_WHAT YOU ARE ASKED TO DO_. Locate every line in the material below that contains the string "rooster", treating uppercase and lowercase as different, and copy each of those lines.

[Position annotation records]
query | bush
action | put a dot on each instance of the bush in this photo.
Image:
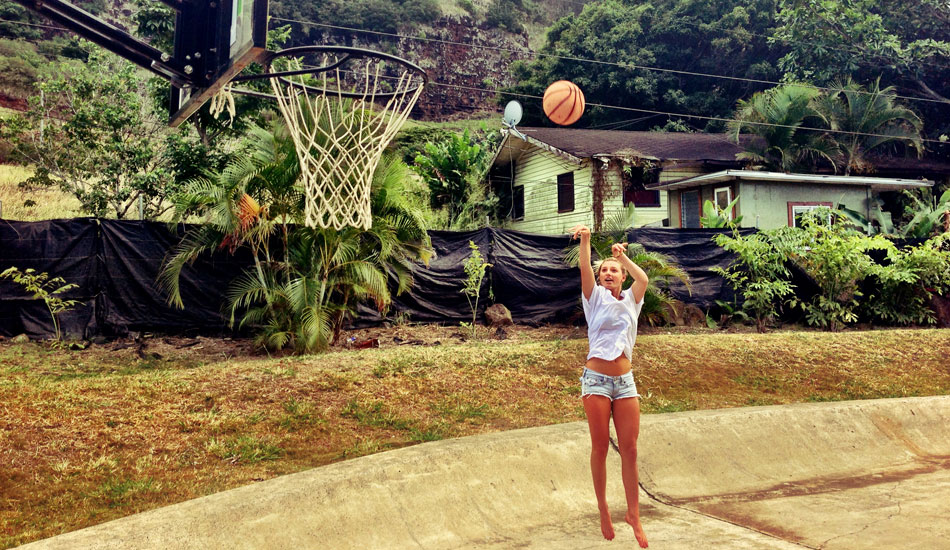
(836, 259)
(758, 274)
(908, 281)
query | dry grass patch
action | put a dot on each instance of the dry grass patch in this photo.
(35, 205)
(94, 435)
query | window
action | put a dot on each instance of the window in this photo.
(634, 187)
(796, 209)
(690, 209)
(517, 203)
(723, 196)
(565, 192)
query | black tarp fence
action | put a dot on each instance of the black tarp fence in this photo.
(116, 263)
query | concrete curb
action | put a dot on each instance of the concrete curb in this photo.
(531, 488)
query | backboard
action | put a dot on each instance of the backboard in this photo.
(216, 40)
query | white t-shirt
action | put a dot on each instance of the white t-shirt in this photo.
(611, 323)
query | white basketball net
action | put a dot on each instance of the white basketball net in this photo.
(340, 140)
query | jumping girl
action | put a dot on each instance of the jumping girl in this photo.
(607, 386)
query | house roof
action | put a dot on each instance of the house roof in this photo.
(877, 183)
(711, 149)
(582, 143)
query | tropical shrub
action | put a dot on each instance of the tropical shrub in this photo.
(758, 273)
(304, 282)
(46, 289)
(836, 259)
(453, 170)
(718, 218)
(906, 283)
(475, 270)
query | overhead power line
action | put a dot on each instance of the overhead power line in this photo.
(585, 60)
(682, 115)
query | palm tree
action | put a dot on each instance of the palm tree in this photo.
(777, 117)
(867, 121)
(300, 300)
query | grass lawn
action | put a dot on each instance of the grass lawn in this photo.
(89, 436)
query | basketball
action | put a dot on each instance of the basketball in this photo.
(563, 102)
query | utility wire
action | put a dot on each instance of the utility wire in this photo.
(585, 60)
(25, 24)
(684, 115)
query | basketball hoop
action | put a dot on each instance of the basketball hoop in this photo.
(342, 106)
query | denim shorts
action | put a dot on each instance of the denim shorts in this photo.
(614, 387)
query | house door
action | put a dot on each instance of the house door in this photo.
(689, 209)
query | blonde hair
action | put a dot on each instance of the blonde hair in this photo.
(599, 263)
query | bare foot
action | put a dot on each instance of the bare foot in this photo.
(634, 521)
(606, 526)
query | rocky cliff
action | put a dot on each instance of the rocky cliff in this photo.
(466, 63)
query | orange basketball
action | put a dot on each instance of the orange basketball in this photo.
(563, 102)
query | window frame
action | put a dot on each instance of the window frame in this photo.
(728, 191)
(565, 191)
(802, 207)
(517, 202)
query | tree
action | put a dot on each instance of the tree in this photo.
(453, 170)
(90, 132)
(777, 117)
(867, 121)
(692, 36)
(906, 44)
(299, 293)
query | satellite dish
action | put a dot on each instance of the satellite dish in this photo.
(512, 114)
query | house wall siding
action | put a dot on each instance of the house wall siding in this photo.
(765, 205)
(644, 215)
(537, 170)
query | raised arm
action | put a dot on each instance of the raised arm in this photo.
(640, 279)
(587, 271)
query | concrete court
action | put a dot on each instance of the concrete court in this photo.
(852, 475)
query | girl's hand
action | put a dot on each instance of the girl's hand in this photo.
(618, 250)
(581, 231)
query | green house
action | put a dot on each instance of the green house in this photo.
(551, 179)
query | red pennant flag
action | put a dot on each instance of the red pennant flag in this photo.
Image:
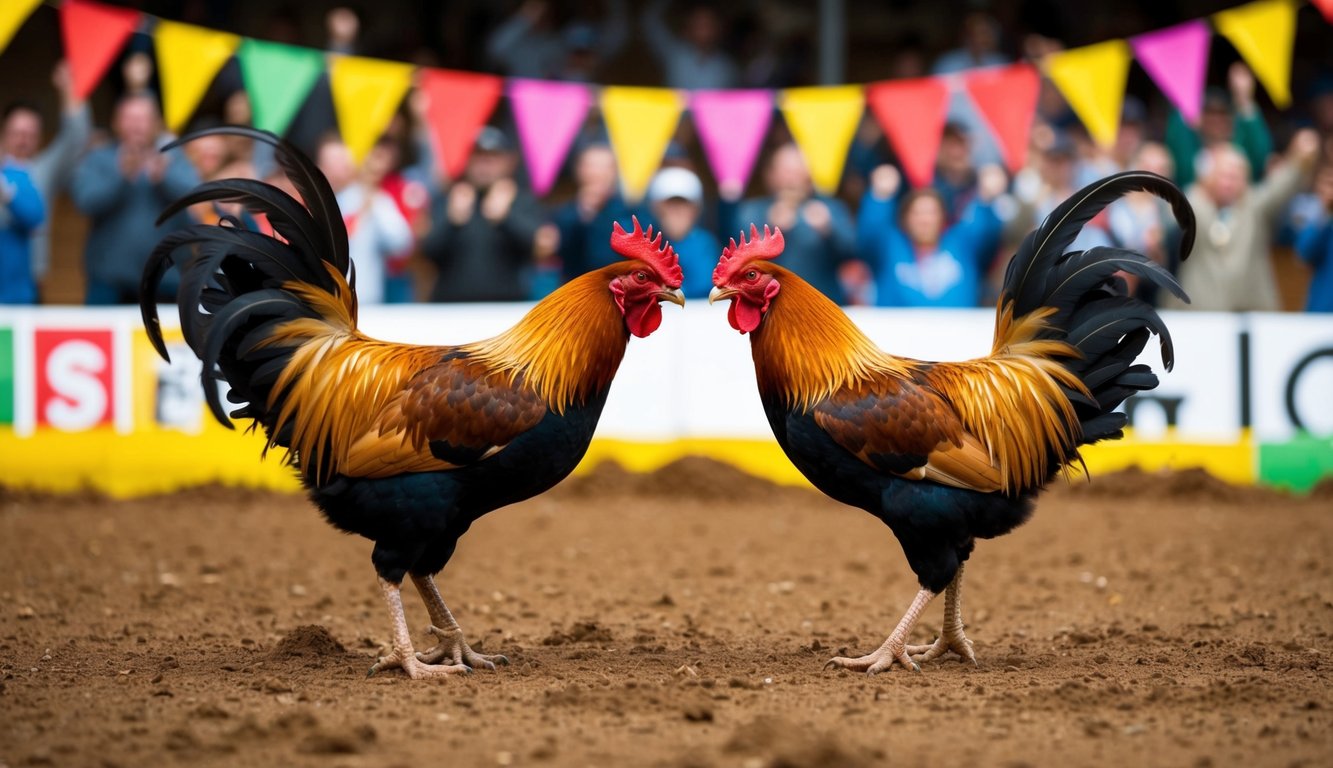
(912, 114)
(1325, 8)
(1007, 98)
(93, 35)
(460, 104)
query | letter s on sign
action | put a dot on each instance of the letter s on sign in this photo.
(75, 371)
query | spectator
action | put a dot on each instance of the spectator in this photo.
(1231, 268)
(1315, 246)
(1143, 222)
(693, 60)
(484, 230)
(919, 260)
(676, 198)
(121, 187)
(955, 175)
(528, 44)
(384, 172)
(52, 167)
(1228, 118)
(584, 223)
(376, 231)
(819, 230)
(980, 48)
(21, 212)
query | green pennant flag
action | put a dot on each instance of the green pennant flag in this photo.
(277, 79)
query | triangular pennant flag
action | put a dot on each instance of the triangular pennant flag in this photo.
(548, 116)
(912, 114)
(188, 59)
(460, 104)
(1264, 34)
(1177, 60)
(1007, 98)
(279, 79)
(1325, 8)
(1092, 79)
(93, 35)
(12, 15)
(823, 123)
(732, 126)
(640, 123)
(367, 92)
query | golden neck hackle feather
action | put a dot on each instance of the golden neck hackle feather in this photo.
(1012, 402)
(807, 348)
(567, 348)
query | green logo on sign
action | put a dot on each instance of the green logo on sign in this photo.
(5, 376)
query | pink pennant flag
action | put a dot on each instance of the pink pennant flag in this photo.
(548, 116)
(1176, 58)
(732, 126)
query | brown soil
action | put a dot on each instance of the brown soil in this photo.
(677, 619)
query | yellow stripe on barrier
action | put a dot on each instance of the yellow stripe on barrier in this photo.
(160, 462)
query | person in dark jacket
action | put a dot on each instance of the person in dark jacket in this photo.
(481, 242)
(121, 188)
(819, 230)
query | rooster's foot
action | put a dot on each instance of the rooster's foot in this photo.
(879, 662)
(415, 668)
(452, 646)
(951, 640)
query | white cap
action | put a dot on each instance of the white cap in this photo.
(676, 183)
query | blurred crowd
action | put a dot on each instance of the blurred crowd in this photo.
(484, 236)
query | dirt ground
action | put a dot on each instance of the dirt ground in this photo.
(679, 619)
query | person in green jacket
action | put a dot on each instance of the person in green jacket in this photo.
(1229, 115)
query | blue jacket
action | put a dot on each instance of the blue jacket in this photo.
(1315, 244)
(123, 214)
(585, 246)
(19, 219)
(951, 276)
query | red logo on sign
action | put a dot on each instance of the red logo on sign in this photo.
(75, 379)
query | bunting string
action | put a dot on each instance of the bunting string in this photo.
(640, 122)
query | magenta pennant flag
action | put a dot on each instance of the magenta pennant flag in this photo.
(548, 116)
(732, 126)
(1176, 58)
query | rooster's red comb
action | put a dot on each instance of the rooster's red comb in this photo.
(767, 246)
(649, 250)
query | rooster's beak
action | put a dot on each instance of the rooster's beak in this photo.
(717, 294)
(675, 296)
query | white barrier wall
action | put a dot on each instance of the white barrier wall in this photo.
(1237, 378)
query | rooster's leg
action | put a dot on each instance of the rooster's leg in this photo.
(893, 648)
(444, 627)
(951, 634)
(401, 655)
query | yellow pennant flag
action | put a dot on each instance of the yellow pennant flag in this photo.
(12, 15)
(1092, 79)
(640, 122)
(188, 59)
(823, 123)
(367, 92)
(1264, 32)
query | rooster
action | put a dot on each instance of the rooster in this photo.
(405, 446)
(949, 452)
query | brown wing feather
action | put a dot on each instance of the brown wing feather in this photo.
(896, 424)
(448, 415)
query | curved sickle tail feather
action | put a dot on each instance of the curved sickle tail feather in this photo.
(249, 300)
(1084, 302)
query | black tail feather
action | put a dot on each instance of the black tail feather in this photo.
(232, 292)
(1092, 310)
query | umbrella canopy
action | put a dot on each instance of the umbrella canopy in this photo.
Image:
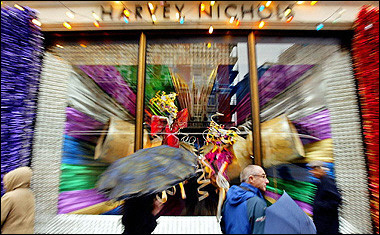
(286, 217)
(147, 171)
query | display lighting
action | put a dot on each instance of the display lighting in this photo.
(154, 18)
(96, 16)
(126, 13)
(70, 14)
(67, 25)
(18, 7)
(319, 26)
(203, 7)
(211, 29)
(287, 11)
(36, 22)
(151, 7)
(290, 18)
(96, 24)
(261, 25)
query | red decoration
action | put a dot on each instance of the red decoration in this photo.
(159, 123)
(366, 67)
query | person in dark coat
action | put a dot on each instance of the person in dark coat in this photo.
(243, 211)
(140, 215)
(326, 201)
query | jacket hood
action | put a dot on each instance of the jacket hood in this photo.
(18, 178)
(237, 195)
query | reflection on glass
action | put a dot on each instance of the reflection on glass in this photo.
(100, 121)
(295, 121)
(197, 98)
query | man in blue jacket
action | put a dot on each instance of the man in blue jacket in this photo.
(243, 211)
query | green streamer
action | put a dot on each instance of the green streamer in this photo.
(298, 190)
(78, 177)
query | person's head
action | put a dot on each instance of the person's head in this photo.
(17, 178)
(255, 176)
(317, 169)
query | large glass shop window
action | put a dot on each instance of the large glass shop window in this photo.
(197, 98)
(100, 120)
(295, 120)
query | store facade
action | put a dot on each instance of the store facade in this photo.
(278, 95)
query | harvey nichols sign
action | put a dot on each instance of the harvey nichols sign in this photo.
(168, 11)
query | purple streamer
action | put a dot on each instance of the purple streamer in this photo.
(316, 125)
(80, 126)
(110, 80)
(70, 201)
(21, 52)
(304, 206)
(278, 78)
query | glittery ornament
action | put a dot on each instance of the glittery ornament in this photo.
(21, 52)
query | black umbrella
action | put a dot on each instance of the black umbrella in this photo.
(147, 171)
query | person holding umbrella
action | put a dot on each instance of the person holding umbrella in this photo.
(244, 209)
(137, 178)
(326, 201)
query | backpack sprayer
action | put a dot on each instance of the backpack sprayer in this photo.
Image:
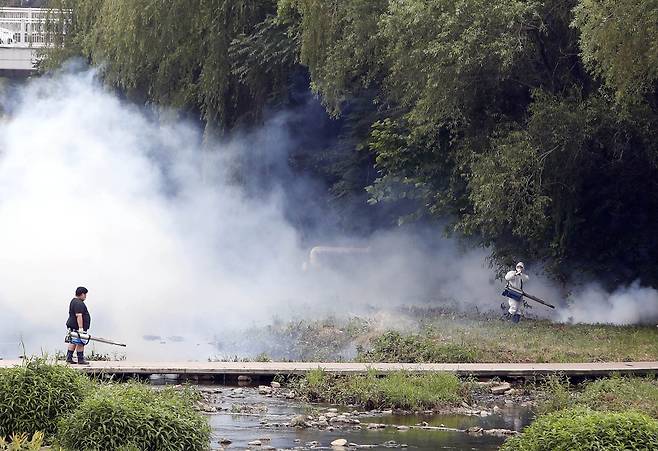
(519, 294)
(85, 338)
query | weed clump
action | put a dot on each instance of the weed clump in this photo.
(134, 416)
(35, 395)
(22, 442)
(397, 390)
(610, 394)
(581, 429)
(395, 347)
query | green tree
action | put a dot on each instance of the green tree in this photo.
(619, 43)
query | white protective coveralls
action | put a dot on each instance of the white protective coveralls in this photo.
(515, 280)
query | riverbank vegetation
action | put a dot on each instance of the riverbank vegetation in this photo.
(398, 390)
(582, 429)
(615, 394)
(441, 336)
(530, 126)
(64, 406)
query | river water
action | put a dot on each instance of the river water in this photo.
(267, 416)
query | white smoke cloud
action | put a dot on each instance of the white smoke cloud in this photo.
(95, 192)
(632, 304)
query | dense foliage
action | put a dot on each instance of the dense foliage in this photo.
(34, 396)
(585, 430)
(395, 347)
(134, 416)
(396, 390)
(530, 124)
(613, 394)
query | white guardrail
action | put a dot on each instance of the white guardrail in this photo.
(23, 27)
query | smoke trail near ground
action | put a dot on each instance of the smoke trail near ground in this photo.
(632, 304)
(96, 192)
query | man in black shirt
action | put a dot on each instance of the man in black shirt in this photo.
(79, 320)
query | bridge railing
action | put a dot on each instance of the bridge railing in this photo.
(29, 25)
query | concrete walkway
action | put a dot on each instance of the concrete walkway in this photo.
(273, 368)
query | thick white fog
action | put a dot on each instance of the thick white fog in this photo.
(95, 192)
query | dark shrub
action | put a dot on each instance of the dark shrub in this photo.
(134, 416)
(34, 396)
(587, 430)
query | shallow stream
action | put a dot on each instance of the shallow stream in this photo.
(263, 418)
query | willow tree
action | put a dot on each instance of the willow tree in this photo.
(619, 42)
(175, 53)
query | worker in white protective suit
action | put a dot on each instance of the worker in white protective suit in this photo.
(515, 279)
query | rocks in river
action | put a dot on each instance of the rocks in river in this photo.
(499, 432)
(298, 421)
(237, 393)
(500, 388)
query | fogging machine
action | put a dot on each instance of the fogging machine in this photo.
(86, 338)
(519, 294)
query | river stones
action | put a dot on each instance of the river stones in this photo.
(500, 388)
(298, 421)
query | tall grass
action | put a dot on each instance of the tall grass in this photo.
(397, 390)
(582, 429)
(134, 416)
(34, 396)
(612, 394)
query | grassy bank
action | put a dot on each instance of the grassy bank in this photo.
(398, 390)
(449, 339)
(615, 394)
(441, 335)
(76, 413)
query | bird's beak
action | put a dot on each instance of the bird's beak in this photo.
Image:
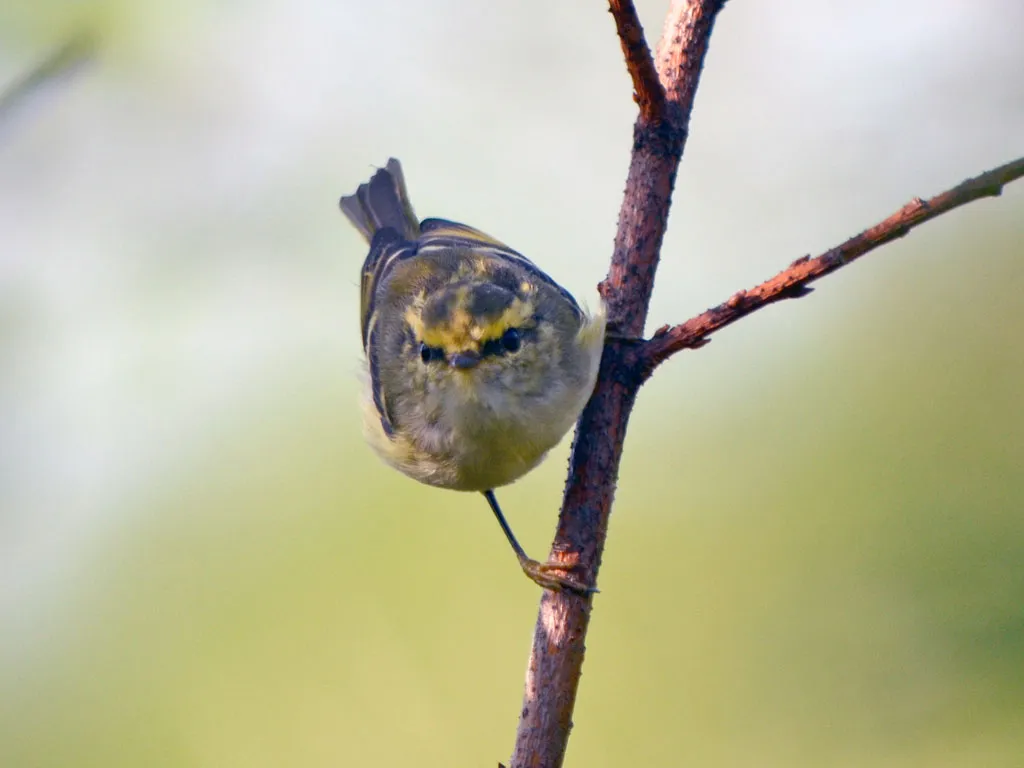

_EXERCISE RESPONSE_.
query | rooster's foot
action | put a dot on each instance of the rooster's foot in this photo.
query | rooster's red comb
action | put a dot on each instance of the rooster's red comb in this photo.
query | rooster's beak
action | put a dot on each instance of the rooster's beak in this photo.
query | rooster's leg
action | put a dot on each instance of the rooster's leg in this photo.
query | rooster
action | put a dot on each instance of the rooster in this photo.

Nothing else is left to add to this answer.